### [Exercise goal]
Only the count should appear in your answer: how many lines of the data below contain the word "small"?

### [Excerpted records]
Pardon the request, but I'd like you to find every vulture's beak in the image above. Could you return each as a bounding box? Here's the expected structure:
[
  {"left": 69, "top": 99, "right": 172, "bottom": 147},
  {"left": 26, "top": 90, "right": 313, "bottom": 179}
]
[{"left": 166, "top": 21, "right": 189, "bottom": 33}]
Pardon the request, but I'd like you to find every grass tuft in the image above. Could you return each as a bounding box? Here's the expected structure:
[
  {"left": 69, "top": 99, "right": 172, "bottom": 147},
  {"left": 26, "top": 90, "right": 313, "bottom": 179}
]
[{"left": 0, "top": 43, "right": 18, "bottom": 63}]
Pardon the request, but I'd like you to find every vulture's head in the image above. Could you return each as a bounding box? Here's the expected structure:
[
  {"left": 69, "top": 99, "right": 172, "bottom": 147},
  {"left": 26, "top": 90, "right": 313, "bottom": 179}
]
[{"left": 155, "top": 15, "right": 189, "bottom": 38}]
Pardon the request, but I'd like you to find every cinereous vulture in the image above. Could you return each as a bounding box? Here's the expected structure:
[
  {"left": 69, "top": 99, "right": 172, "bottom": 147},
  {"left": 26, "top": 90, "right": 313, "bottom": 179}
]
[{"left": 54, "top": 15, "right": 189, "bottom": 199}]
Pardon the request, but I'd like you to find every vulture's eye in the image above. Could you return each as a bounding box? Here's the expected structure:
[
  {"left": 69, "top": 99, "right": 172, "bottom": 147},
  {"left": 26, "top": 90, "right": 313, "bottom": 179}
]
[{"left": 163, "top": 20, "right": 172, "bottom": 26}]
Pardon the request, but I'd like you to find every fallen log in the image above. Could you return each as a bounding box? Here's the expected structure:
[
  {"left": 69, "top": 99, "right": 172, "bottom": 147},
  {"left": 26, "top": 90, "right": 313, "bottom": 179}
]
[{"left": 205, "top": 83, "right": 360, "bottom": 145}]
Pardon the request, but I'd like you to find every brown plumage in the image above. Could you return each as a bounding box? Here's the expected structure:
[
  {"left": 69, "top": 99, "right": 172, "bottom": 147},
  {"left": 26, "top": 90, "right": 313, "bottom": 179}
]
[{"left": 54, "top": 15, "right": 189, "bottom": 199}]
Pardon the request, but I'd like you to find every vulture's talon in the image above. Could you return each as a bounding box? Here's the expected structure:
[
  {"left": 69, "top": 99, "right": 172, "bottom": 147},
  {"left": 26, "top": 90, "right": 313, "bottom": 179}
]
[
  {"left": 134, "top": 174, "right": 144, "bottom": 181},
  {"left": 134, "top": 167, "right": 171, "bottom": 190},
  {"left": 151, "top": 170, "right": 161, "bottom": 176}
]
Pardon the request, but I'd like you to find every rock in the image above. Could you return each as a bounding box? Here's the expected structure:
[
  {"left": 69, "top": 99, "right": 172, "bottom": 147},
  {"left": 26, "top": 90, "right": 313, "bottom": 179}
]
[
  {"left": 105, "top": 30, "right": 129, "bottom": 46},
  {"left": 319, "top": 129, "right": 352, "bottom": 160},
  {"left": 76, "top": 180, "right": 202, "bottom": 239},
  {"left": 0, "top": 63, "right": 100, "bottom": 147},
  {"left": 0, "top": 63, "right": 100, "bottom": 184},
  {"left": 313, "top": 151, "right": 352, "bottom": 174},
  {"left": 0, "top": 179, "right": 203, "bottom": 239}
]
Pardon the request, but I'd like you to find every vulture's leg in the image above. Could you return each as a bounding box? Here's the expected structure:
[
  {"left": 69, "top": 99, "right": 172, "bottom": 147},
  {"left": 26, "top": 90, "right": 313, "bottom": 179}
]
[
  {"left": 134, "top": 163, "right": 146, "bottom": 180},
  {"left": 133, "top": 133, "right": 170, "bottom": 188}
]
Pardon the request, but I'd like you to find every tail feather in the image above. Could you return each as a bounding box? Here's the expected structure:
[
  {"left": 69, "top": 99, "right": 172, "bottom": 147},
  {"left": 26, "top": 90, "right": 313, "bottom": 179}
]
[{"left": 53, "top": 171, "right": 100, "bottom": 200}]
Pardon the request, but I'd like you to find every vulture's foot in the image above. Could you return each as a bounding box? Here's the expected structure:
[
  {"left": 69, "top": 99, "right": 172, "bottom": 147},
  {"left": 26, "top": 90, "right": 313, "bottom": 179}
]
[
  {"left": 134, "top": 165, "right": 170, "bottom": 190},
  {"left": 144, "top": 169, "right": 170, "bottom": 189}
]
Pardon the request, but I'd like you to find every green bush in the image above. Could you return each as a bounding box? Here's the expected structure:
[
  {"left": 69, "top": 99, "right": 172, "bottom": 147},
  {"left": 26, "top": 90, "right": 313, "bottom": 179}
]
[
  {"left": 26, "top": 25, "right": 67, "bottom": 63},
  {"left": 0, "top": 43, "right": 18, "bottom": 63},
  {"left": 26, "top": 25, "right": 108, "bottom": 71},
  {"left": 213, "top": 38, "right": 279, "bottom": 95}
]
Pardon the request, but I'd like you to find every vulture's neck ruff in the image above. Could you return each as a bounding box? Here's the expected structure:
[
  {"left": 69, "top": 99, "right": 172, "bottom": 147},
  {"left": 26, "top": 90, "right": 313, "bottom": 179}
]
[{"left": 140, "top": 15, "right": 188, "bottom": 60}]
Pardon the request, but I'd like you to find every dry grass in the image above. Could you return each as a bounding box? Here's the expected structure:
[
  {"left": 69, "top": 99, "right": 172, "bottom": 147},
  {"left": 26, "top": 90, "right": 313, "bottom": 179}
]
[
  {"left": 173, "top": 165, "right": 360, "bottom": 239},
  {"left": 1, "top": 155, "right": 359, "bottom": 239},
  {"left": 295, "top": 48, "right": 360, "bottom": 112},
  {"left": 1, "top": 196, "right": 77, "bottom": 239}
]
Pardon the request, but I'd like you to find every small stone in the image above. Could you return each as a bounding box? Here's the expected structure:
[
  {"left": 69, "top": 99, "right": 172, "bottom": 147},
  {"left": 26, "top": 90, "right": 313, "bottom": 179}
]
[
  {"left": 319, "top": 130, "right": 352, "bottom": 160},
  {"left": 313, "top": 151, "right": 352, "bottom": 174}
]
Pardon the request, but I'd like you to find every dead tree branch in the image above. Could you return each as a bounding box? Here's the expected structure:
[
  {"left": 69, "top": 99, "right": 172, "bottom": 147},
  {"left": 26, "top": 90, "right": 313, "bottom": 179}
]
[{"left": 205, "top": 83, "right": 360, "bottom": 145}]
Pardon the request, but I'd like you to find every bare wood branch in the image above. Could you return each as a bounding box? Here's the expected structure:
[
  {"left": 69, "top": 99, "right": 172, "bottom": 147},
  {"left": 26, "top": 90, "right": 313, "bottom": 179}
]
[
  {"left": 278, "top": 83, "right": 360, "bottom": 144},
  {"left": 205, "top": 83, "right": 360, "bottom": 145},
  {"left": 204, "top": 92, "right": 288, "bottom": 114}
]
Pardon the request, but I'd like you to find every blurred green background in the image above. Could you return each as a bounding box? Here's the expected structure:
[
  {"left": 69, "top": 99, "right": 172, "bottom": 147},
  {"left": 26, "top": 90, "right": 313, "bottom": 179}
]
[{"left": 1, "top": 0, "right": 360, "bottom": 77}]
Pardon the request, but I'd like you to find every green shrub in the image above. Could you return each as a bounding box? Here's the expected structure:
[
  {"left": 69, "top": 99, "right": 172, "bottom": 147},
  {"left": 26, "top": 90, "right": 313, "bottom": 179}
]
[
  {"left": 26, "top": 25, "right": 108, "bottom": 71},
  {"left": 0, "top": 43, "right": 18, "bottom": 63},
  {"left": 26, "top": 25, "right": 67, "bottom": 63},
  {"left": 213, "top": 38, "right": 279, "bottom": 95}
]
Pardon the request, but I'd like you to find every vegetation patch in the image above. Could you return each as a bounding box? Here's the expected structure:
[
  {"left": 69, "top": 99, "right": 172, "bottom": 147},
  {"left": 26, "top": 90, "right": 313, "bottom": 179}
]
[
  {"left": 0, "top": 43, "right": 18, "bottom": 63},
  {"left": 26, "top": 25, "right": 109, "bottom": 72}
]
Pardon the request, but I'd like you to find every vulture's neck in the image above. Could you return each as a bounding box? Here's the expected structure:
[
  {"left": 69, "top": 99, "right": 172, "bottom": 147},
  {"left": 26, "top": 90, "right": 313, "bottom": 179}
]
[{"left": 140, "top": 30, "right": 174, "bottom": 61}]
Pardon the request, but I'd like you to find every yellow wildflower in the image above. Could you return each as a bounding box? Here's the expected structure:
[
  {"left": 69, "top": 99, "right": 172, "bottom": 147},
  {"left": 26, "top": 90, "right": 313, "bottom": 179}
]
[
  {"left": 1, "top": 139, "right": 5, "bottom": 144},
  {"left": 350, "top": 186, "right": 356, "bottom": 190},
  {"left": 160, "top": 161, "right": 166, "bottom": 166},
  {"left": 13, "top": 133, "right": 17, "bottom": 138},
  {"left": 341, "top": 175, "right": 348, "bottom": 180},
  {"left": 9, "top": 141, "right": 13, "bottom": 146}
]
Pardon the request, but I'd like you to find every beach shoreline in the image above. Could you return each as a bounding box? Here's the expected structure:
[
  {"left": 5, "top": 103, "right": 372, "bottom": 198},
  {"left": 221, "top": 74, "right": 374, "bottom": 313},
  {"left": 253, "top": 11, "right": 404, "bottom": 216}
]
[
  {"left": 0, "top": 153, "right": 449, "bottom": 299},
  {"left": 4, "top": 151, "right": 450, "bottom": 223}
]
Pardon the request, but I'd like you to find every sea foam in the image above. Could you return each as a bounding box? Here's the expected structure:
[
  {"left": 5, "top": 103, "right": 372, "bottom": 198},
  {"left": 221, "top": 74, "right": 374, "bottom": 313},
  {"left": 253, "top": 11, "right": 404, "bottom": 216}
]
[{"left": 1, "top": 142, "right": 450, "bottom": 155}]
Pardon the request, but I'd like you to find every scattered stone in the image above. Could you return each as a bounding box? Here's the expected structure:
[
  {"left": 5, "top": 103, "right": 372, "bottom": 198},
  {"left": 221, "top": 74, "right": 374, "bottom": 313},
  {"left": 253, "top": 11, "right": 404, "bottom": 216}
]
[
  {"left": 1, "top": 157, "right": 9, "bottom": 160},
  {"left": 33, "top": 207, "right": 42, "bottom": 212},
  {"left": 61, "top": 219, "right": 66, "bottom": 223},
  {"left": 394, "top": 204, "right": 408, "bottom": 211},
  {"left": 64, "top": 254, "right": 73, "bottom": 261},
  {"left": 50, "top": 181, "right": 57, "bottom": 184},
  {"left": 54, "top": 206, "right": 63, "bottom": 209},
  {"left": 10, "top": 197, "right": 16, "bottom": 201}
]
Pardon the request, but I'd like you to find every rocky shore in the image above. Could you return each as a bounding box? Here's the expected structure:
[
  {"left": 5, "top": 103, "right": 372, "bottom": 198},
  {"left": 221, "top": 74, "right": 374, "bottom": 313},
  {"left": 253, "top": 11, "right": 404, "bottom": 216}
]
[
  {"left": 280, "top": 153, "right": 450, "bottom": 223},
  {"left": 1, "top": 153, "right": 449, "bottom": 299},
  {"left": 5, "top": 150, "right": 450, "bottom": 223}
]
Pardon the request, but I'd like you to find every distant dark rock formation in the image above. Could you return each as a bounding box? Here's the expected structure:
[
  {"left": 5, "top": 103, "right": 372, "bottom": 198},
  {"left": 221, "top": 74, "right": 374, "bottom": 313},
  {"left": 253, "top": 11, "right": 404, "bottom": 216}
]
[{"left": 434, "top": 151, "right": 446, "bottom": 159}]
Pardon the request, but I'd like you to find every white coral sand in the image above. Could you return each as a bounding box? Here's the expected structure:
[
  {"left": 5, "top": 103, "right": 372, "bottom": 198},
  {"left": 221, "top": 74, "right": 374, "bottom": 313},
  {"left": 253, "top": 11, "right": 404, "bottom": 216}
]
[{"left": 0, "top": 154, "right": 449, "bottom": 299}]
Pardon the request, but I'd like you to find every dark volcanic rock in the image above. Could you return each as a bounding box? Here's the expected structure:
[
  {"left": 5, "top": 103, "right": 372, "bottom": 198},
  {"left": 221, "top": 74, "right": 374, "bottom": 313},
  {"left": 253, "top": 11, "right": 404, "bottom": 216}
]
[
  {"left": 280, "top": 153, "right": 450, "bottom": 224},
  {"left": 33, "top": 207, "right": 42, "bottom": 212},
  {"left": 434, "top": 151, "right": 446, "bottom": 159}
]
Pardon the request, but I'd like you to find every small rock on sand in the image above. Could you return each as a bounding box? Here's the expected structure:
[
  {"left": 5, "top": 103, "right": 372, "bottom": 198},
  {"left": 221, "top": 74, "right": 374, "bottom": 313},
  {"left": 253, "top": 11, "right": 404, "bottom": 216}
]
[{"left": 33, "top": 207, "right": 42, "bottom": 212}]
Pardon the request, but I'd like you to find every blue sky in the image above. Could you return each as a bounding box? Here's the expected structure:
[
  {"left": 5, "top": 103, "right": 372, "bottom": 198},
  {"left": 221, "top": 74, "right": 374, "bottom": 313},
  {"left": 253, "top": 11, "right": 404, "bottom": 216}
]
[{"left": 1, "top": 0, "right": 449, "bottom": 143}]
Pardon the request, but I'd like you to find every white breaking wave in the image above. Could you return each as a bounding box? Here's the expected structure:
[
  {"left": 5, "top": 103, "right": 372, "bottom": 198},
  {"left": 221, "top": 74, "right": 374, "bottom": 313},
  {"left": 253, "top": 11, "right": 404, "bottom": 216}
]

### [Result of this exercise]
2